**Instructions to follow**.
Locate every line below that contains the word "blue" and copy each of those lines in full.
Start
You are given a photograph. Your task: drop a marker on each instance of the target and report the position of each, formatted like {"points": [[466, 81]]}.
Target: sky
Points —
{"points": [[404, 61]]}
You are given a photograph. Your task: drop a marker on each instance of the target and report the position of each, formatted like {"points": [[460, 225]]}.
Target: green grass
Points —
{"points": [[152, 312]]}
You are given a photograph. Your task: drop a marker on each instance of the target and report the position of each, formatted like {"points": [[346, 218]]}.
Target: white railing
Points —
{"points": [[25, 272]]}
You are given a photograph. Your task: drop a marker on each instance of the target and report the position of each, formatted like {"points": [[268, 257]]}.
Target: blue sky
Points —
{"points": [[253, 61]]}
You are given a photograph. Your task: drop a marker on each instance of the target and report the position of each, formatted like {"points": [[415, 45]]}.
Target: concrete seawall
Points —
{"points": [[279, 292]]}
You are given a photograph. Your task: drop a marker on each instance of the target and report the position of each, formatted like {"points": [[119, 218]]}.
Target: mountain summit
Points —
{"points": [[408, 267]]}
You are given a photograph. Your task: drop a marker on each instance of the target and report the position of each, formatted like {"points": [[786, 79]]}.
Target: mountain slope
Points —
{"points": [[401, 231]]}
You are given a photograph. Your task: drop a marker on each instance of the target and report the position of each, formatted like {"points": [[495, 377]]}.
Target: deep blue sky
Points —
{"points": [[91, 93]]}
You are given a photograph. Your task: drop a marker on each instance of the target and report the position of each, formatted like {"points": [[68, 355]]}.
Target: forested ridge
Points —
End
**Problem solution**.
Target: blue sky
Target: deep blue sky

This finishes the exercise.